_What you should do_
Repeat the entries below exactly, pictures excluded.

--- Task material Enclosed Below ---

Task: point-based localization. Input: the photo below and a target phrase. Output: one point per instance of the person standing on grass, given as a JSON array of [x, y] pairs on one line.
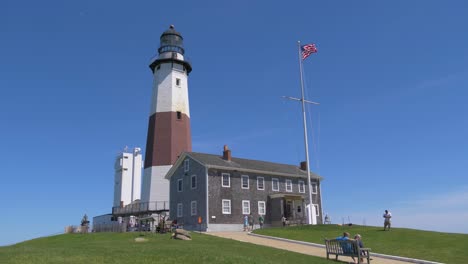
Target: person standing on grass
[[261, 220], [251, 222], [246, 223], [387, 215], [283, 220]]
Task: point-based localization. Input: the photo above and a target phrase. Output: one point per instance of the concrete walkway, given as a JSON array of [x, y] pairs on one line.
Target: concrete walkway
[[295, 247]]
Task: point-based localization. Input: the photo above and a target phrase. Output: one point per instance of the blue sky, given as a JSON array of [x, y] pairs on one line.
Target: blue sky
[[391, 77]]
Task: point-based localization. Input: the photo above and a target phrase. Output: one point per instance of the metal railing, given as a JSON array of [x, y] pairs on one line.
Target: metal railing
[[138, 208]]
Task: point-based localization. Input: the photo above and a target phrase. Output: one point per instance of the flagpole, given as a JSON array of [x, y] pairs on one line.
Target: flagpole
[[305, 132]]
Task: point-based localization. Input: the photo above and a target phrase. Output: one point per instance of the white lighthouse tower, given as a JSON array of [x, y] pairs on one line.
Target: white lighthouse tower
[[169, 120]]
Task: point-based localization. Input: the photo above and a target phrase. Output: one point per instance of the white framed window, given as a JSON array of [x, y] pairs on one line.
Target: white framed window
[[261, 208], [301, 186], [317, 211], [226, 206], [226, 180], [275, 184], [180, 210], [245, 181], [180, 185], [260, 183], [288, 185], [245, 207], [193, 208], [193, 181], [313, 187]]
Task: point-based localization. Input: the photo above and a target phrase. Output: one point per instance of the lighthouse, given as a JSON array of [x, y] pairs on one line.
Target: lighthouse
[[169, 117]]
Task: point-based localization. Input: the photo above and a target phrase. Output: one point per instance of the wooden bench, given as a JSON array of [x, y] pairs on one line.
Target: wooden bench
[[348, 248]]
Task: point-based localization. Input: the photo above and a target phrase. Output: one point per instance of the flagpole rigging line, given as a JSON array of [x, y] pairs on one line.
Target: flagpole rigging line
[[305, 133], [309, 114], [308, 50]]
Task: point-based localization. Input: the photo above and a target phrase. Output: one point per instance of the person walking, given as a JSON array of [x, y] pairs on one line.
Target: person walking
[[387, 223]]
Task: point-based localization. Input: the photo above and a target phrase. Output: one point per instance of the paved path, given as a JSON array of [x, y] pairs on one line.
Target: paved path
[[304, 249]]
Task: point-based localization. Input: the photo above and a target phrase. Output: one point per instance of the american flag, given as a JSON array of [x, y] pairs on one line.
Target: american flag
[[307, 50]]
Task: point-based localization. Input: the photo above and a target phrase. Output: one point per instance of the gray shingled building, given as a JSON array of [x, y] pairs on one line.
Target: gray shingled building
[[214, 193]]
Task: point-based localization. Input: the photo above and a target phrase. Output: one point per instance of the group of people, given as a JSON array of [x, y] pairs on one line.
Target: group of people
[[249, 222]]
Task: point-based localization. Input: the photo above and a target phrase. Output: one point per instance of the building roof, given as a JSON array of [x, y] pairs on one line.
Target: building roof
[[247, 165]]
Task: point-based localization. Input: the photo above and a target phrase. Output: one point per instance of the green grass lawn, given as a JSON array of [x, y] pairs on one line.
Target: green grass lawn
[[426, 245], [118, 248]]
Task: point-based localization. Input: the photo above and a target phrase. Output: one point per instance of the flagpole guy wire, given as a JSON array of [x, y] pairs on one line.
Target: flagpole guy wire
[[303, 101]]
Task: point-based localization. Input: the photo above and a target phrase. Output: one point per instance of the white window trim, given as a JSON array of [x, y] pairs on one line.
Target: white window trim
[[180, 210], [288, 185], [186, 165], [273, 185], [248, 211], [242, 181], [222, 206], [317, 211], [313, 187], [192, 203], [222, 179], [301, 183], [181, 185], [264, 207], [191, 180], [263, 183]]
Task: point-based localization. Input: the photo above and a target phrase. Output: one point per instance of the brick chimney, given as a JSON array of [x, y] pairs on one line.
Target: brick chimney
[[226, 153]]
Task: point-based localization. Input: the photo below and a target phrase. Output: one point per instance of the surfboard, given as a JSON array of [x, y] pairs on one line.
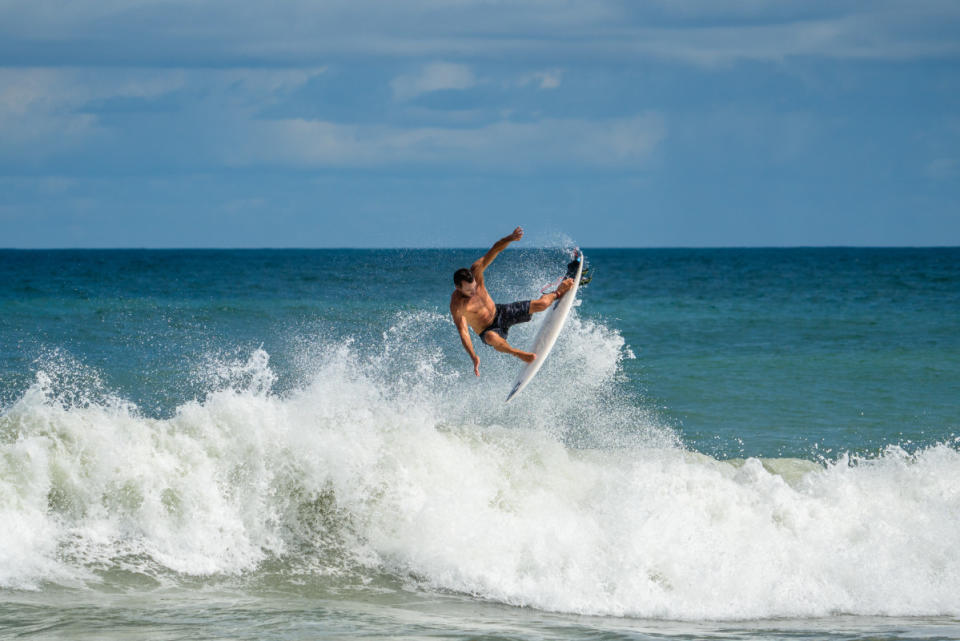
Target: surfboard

--- End of Enclosed Task material ---

_Exercise result_
Task: point-based localization. Input: the photo below and a target phrase. Output: one point per instance of the person standing on grass, given as a JSON array of [x, y] pairs on one line.
Target: person standing on grass
[[261, 220], [251, 222], [246, 223], [387, 215], [283, 220]]
Task: point-based localization. Input: the photo above and a target phrase. Output: one point per instance of the concrete walkway, given as a JSON array of [x, y] pairs on one line.
Target: concrete walkway
[[295, 247]]
Task: point-based localization. Input: the photo above and a target phrase. Output: one point per instance of the blue sky, given as a JSON array of [x, y] pairs on one line.
Target: blue sky
[[391, 77]]
Task: point-based localization. Input: the photo above and a target phrase. Output: one point per instance of the metal railing, given as a JSON array of [x, y] pairs on one line.
Target: metal railing
[[138, 208]]
Task: point-based localization. Input: the photo above and a target phrase. Output: one point per instance of the flagpole, given as a JSON array of [x, y] pairs on one line.
Target: flagpole
[[305, 132]]
Task: point-based localization. Input: the photo above and a target phrase. Output: one point per instance of the white lighthouse tower, given as a JSON array of [x, y] pairs on one line.
Target: white lighthouse tower
[[169, 120]]
Task: point-based localization. Input: the photo above and a target phrase. Output: one point per instance of the white framed window, given as a JSON array of [x, y] pairs on one line.
Target: white framed window
[[261, 208], [301, 186], [317, 211], [226, 206], [226, 180], [275, 184], [180, 210], [245, 181], [180, 185], [260, 183], [288, 185], [245, 207], [193, 208], [193, 181], [313, 187]]
Task: point-based localization. Input: the photo above and a target phrase. Output: one point per instance of the lighthouse, given as a JSON array of [x, y] pairs on one line.
Target: lighthouse
[[169, 117]]
Task: point-based localization. Input: the photo above and a target phrase. Output: one point per instance of the wooden bench, given as a JSON array of [x, y] pairs on one line.
Target: wooden bench
[[348, 248]]
Task: point-based localization. Input: the photo above and a target phrase. Output: one point per instance of the flagpole rigging line, given as a JSON array of [x, y] pairs on one line.
Target: flagpole rigging line
[[305, 133], [309, 114], [308, 50]]
Task: point-based localization. Input: the photo above and a target phrase. Output: one point per instance of the person walking, given as a JSON array of [x, y] pairs on one line.
Target: person walking
[[387, 223]]
Task: point-based localization. Input: the photo above and a target phrase. Output: one point per instance of the paved path, given as a JSON array of [x, y] pairs on one line.
Target: paved path
[[304, 249]]
Task: point-based localization. Input: the photo above and a target phrase. Output: one point per instance of the american flag, given as a JSON array of [x, y] pairs on one line.
Target: american flag
[[307, 50]]
Task: point-based localization. Input: the photo above and a target phrase. Output: one point per instance of the gray shingled building, given as a JSON array of [x, y] pairs on one line.
Target: gray shingled building
[[214, 193]]
Task: point-based localization. Input: the photo above and a target phrase. Output: one point per instance of the group of people, given as a JSON array of [x, y] pairs on one line.
Target: group of people
[[249, 222]]
Task: point-based localization. Input: the photo above and a target phrase. Output: one point per instance of the building roof, given as a JSON array of [x, y] pairs on one line.
Target: building roof
[[247, 165]]
Task: point-based localization. Input: the photo above and a target phrase. Output: one point per instance of the green grass lawn, given as a JSON array of [x, y] pairs on one line.
Target: green grass lawn
[[426, 245], [118, 248]]
Task: point-based localization. Input: the photo above and a target phrase. Output: one point per instance of the flagpole guy wire, given as a JSON array of [x, y] pairs on one line.
Target: flagpole guy wire
[[303, 101]]
Task: point-based localization. Input: the photo above and a target phrase. Output: one point per instance of the white window trim, given as a JSON array of [x, y] pairs on one line.
Target: white window trim
[[180, 210], [288, 185], [186, 165], [273, 185], [248, 211], [242, 181], [222, 206], [317, 211], [313, 187], [192, 203], [222, 179], [301, 183], [181, 185], [264, 207], [191, 180], [263, 183]]
Task: point-based localization. Input: the photo above and a target phrase. Output: one point per instance of the brick chimney, given as a JSON array of [x, y] pairs on one line.
Target: brick chimney
[[226, 153]]
Task: point-based localization. Input: the photo below and a target phrase. Output: one point per instance of the surfboard, given as a JSON array of [x, y] pairs on one line.
Target: surfboard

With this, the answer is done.